Excerpts from a dataset:
------------------------------------------------

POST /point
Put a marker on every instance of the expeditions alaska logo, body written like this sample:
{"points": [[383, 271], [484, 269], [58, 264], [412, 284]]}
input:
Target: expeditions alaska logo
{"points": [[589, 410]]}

------------------------------------------------

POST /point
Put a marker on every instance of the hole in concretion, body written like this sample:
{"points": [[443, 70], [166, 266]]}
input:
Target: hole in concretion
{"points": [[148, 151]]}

------------------------------------------------

> **PROBLEM TO SOLVE**: Search the records for the word "like" and return every line that holds it.

> **PROBLEM SOLUTION**:
Put a marker on every instance of the expeditions alaska logo, body written like this sample:
Put a marker on every instance of the hole in concretion, body written like this sample:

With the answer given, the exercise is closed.